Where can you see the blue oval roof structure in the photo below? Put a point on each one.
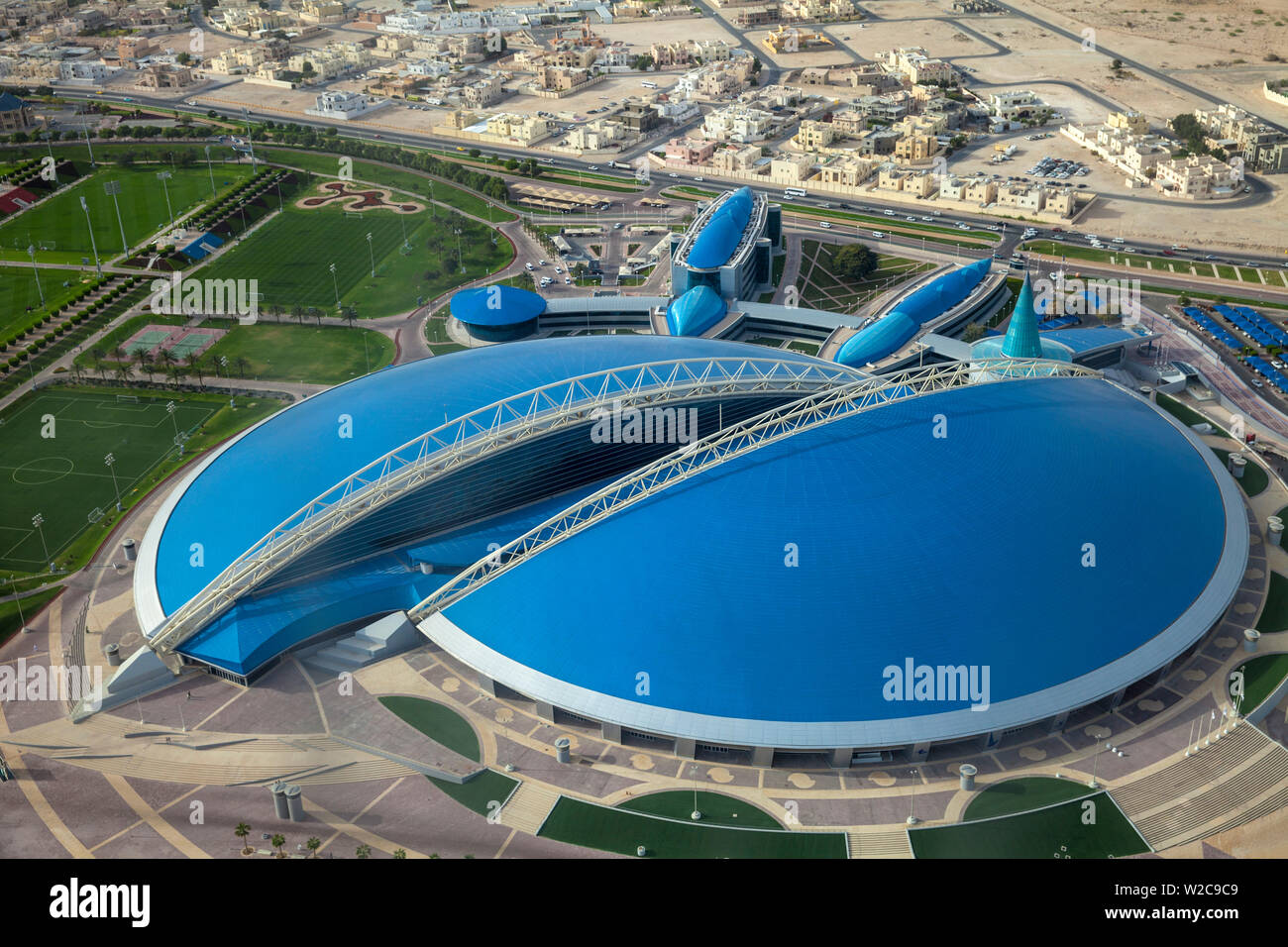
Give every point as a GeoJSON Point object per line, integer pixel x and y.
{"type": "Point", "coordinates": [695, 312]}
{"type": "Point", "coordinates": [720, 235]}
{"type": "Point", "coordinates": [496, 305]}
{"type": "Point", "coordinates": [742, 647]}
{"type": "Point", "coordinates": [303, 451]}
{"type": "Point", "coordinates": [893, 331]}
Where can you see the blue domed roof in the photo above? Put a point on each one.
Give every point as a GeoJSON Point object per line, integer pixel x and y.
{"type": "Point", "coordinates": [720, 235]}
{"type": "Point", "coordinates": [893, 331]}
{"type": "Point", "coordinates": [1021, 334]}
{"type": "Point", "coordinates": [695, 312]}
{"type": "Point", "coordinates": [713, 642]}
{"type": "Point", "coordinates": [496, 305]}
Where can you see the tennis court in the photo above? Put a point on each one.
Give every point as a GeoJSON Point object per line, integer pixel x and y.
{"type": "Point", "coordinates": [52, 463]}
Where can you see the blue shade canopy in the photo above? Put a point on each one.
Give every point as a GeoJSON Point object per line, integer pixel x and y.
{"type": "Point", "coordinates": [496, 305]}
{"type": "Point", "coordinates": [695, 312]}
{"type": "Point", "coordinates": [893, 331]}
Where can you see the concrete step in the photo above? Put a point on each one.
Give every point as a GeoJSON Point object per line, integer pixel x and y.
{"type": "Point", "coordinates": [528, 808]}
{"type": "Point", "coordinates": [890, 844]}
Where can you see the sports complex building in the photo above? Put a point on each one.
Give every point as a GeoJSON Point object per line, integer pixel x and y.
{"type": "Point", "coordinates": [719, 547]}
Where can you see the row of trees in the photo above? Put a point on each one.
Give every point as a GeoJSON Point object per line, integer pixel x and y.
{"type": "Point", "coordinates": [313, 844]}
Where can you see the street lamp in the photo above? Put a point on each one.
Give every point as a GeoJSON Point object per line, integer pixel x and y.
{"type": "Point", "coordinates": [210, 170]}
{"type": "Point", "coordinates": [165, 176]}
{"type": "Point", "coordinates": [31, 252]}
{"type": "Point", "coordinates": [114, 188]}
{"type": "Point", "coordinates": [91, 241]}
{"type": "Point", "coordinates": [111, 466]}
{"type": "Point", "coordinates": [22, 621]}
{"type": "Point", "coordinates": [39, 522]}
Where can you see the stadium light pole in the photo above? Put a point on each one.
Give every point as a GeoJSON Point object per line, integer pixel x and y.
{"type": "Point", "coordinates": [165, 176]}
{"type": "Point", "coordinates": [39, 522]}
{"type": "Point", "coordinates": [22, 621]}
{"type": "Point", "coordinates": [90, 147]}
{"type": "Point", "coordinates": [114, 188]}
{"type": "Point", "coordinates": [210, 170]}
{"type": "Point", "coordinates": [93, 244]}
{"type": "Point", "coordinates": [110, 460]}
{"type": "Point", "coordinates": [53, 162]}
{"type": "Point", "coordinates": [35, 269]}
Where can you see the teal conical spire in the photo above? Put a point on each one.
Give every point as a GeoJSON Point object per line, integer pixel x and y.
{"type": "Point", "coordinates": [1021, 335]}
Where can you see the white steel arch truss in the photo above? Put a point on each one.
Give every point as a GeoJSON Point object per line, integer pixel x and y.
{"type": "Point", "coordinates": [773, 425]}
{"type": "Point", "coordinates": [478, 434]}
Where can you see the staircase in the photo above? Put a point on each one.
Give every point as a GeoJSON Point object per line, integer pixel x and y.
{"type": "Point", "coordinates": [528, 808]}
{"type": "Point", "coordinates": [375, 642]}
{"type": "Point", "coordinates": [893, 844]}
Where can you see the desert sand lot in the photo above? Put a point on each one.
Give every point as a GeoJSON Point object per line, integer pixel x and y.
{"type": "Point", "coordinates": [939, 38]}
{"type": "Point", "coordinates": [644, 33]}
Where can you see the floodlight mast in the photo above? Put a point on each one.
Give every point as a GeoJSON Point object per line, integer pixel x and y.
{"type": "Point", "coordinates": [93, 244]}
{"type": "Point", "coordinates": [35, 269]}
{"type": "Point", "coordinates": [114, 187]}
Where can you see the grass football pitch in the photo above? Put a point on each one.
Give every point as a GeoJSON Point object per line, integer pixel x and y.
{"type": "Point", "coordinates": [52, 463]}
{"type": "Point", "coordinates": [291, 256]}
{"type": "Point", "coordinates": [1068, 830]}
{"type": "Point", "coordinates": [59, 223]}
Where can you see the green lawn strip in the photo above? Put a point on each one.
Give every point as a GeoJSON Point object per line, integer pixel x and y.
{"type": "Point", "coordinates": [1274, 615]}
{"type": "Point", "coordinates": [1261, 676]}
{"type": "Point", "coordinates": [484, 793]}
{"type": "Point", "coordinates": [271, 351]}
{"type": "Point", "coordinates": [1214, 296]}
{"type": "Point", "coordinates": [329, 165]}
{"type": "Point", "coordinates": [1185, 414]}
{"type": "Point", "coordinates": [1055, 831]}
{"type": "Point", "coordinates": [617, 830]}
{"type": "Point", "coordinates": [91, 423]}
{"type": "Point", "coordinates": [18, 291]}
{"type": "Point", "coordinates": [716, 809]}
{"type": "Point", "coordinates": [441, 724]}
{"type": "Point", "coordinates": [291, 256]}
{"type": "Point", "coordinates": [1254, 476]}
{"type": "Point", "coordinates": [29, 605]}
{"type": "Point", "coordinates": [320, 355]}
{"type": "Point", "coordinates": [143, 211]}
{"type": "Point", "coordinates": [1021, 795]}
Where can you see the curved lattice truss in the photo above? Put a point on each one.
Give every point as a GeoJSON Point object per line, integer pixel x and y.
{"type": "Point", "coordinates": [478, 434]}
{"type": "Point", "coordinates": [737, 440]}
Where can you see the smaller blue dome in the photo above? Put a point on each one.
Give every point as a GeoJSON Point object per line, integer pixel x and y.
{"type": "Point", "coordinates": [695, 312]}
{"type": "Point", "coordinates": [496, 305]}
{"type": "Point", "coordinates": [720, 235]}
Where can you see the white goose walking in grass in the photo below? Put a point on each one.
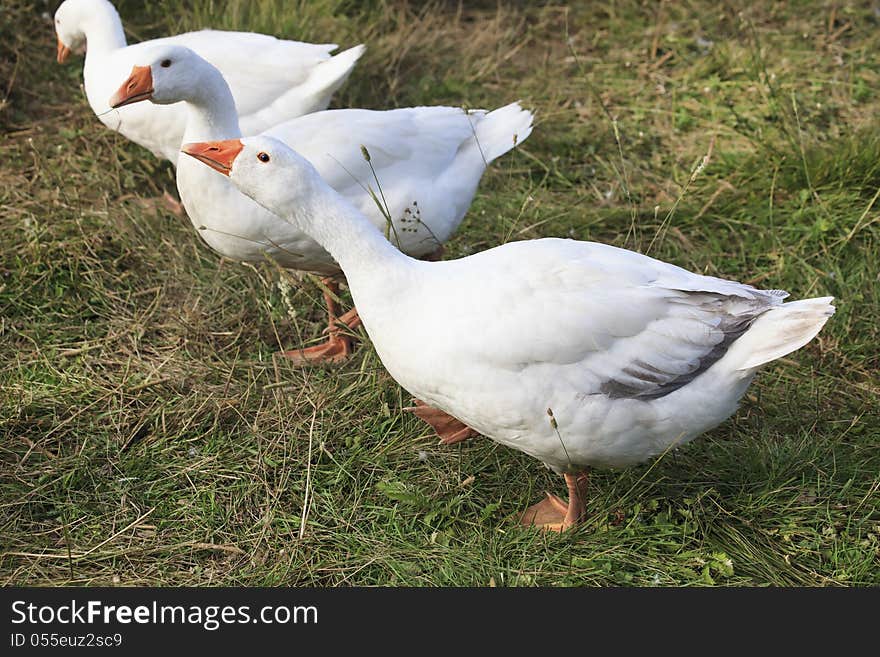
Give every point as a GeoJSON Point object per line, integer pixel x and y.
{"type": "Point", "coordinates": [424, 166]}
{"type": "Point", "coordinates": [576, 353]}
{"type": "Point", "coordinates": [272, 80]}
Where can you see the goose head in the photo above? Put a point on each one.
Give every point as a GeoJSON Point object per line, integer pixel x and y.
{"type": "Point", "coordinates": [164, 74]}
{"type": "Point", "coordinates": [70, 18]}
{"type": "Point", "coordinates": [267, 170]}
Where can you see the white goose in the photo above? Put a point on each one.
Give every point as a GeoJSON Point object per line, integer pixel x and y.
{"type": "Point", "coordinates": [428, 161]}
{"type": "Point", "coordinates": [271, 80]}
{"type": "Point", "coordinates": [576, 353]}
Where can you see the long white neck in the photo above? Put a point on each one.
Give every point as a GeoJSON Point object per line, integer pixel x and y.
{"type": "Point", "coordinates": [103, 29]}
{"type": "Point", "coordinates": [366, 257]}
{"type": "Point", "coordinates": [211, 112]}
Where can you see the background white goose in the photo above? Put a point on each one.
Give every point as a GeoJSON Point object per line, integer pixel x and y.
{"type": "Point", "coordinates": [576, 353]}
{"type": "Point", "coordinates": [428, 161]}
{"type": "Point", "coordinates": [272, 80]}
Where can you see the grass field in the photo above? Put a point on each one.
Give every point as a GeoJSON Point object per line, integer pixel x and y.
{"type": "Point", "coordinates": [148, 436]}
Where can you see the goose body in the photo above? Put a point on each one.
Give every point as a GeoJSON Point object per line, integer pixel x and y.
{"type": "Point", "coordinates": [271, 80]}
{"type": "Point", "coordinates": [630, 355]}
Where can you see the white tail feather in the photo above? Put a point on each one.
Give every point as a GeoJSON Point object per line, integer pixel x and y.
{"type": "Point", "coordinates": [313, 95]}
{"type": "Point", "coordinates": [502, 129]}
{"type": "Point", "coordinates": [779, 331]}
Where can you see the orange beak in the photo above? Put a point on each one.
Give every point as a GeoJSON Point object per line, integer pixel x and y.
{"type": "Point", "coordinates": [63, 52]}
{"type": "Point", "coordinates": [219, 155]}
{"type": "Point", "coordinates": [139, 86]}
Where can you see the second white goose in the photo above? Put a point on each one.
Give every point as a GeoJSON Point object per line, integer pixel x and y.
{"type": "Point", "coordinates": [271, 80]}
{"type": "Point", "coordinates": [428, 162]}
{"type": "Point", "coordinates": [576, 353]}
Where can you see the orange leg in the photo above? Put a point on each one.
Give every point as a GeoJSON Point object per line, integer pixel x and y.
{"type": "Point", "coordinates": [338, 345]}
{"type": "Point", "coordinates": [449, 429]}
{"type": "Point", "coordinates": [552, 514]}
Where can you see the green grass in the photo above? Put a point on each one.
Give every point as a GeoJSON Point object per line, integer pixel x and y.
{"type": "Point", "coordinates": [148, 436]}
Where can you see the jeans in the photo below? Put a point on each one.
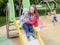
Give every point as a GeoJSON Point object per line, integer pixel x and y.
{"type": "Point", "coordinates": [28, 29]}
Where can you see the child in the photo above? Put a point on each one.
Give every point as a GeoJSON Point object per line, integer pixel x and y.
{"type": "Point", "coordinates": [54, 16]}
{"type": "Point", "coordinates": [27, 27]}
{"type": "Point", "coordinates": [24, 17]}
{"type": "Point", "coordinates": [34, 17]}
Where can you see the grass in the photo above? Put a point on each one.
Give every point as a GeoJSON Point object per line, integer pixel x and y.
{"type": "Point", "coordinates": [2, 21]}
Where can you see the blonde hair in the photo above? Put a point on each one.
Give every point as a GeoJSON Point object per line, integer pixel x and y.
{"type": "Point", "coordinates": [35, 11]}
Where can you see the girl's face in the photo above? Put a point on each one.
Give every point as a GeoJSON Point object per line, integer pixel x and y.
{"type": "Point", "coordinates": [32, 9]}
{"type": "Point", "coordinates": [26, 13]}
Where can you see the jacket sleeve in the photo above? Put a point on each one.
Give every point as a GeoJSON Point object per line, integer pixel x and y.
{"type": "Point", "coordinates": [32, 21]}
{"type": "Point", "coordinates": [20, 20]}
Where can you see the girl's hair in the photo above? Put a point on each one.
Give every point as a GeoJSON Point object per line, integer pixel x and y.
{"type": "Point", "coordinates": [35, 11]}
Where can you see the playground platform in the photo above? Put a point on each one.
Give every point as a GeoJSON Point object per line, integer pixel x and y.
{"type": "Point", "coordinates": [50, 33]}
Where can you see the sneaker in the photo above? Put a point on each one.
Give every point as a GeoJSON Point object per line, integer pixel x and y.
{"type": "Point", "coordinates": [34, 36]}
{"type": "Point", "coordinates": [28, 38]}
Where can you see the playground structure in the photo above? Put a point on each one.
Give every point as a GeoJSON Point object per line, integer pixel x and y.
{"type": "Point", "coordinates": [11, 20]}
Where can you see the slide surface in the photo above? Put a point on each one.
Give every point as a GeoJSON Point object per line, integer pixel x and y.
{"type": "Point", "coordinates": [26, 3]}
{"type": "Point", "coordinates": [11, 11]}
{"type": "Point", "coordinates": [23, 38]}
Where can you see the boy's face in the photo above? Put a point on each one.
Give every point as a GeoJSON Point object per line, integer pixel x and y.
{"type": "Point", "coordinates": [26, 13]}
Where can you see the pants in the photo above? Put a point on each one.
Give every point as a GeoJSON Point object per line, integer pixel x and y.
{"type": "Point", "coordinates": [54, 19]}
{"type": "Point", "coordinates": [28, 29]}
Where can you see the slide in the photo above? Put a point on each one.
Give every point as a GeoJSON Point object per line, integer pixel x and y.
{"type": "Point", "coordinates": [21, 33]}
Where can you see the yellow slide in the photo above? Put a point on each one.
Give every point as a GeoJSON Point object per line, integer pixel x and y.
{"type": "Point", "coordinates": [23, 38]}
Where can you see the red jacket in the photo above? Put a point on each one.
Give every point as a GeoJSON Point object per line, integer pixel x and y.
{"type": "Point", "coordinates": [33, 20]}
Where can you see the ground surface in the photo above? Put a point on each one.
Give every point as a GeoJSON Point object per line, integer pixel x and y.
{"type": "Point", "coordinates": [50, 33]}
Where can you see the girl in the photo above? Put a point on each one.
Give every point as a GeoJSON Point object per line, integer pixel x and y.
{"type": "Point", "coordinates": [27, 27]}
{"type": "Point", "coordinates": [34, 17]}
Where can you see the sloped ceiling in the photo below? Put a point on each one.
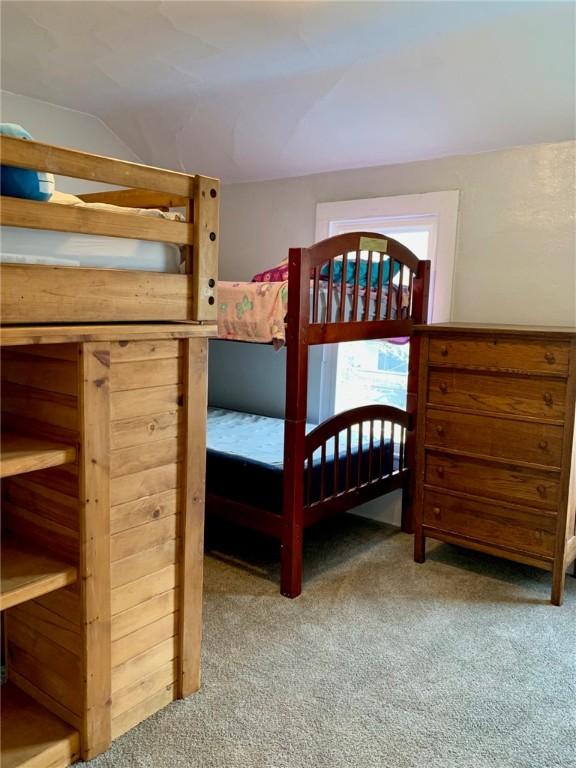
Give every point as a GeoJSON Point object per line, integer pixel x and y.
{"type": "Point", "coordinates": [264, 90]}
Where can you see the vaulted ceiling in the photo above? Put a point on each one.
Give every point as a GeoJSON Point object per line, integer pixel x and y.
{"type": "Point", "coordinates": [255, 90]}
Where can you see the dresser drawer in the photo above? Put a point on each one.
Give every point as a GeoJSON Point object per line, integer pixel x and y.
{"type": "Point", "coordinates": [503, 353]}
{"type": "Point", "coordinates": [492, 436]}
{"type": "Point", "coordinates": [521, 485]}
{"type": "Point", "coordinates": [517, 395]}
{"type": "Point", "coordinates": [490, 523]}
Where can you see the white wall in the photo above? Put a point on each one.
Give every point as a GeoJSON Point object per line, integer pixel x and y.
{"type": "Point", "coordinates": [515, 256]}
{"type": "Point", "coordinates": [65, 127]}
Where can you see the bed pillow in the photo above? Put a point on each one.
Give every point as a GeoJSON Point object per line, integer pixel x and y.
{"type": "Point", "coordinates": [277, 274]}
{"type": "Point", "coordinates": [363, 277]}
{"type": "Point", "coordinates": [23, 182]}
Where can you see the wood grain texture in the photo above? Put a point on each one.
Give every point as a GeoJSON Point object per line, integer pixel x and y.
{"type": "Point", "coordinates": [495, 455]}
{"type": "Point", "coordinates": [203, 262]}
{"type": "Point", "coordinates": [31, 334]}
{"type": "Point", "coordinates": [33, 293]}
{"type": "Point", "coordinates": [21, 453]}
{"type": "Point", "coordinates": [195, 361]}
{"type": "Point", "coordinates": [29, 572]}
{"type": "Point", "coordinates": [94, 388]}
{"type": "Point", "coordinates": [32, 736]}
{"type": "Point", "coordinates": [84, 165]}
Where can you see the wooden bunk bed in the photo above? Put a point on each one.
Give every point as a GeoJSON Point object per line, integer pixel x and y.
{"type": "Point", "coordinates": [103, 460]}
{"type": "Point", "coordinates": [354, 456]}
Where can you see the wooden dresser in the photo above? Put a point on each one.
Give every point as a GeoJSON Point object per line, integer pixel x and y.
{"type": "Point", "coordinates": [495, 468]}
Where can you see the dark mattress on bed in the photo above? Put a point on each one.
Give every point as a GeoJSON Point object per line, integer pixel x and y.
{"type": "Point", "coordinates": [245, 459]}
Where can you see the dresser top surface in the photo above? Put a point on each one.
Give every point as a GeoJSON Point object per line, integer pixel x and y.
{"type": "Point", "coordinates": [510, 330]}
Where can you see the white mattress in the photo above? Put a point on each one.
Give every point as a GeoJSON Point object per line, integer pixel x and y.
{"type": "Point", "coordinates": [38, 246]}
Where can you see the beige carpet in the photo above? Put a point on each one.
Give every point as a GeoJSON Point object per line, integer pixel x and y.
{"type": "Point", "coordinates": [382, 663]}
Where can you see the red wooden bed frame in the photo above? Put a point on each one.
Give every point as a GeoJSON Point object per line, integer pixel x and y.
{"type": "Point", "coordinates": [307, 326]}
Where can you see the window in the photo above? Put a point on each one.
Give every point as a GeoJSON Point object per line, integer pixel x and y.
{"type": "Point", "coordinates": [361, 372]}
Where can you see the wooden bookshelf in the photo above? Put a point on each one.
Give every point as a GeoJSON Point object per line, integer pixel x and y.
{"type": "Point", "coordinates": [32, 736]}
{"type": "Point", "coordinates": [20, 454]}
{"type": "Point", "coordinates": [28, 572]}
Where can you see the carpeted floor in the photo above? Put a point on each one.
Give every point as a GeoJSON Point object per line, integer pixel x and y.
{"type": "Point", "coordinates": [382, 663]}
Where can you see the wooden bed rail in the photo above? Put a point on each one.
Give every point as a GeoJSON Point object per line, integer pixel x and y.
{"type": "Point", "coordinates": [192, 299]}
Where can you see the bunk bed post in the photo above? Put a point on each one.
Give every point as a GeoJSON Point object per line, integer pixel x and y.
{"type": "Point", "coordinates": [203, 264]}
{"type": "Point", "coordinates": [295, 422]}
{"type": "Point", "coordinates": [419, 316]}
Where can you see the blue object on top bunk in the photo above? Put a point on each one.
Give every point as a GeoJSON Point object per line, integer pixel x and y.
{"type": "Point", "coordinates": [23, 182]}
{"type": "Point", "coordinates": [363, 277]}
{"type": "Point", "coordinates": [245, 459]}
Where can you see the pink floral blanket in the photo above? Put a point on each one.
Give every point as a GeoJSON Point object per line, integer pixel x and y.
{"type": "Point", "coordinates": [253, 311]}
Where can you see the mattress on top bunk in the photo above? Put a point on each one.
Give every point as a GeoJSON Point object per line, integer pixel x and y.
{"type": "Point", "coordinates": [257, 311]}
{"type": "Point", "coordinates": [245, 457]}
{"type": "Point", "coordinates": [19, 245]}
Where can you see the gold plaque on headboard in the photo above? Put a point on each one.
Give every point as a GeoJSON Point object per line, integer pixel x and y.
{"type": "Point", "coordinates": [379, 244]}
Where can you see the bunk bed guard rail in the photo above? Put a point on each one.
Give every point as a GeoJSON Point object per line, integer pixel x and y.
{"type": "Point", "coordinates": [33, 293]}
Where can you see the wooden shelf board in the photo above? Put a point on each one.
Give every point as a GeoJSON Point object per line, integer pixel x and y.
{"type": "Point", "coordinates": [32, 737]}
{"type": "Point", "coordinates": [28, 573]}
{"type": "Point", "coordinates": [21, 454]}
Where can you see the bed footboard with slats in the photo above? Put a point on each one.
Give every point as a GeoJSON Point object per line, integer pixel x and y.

→ WHAT TO PRODUCE:
Starting at the line that contains "Where can you see the carpeted", quote each remaining line of the entries above, unchanged.

→ FINISHED EXERCISE:
Where can you see the carpeted floor in the photo above? Put a point on each one.
Give every point as a GeoJSON Point object per line, integer pixel x and y.
{"type": "Point", "coordinates": [382, 663]}
Where can you see the wooden bed rail in the photo above? Put a point on each one.
Give every point as a GeoJSON Point object per line, integer pixel x and y.
{"type": "Point", "coordinates": [192, 299]}
Where can you see the bunk bed post in the photo above? Put a point on each one.
Give every point as a GeoJSON Point object per line, integer pixel x and y.
{"type": "Point", "coordinates": [203, 264]}
{"type": "Point", "coordinates": [295, 422]}
{"type": "Point", "coordinates": [419, 316]}
Where can you see the blue object on top bunk in the photo above? Put a point on each one.
Give every point as a GeoJSON Point object per line, integer pixel x and y.
{"type": "Point", "coordinates": [23, 182]}
{"type": "Point", "coordinates": [363, 277]}
{"type": "Point", "coordinates": [245, 459]}
Where can you see the pink floral blanket in the photo above? Put a point on each one.
Give every point as a GeoJSON Point object per line, integer pixel x and y.
{"type": "Point", "coordinates": [253, 311]}
Where can you see the mattress on top bunk in the photo above? Put a point on each one.
Give every point as a GeoJSON Point object per line, integer pixel x and y.
{"type": "Point", "coordinates": [257, 311]}
{"type": "Point", "coordinates": [245, 457]}
{"type": "Point", "coordinates": [19, 245]}
Where can you see the gold plaque on headboard in the photo above? Put a point on each one.
Give every point as a GeoJSON Point object per line, integer pixel x and y.
{"type": "Point", "coordinates": [379, 244]}
Where can you see the bunk bed guard rail in the photo above? Put a point on each one.
Give every point as a GeoJSON Point object per line, integer pixel x and y.
{"type": "Point", "coordinates": [33, 293]}
Where can you see the wooden shelf board in the photo above? Put a point on each one.
Give every point as a GeoJSON Point object per line, integer pixel x and y.
{"type": "Point", "coordinates": [32, 737]}
{"type": "Point", "coordinates": [28, 573]}
{"type": "Point", "coordinates": [21, 454]}
Where can you see the bed footboard with slats in the photo above? Put a point on each one.
Give every point as a GeoJSON Point object per line, integer pixel x and y.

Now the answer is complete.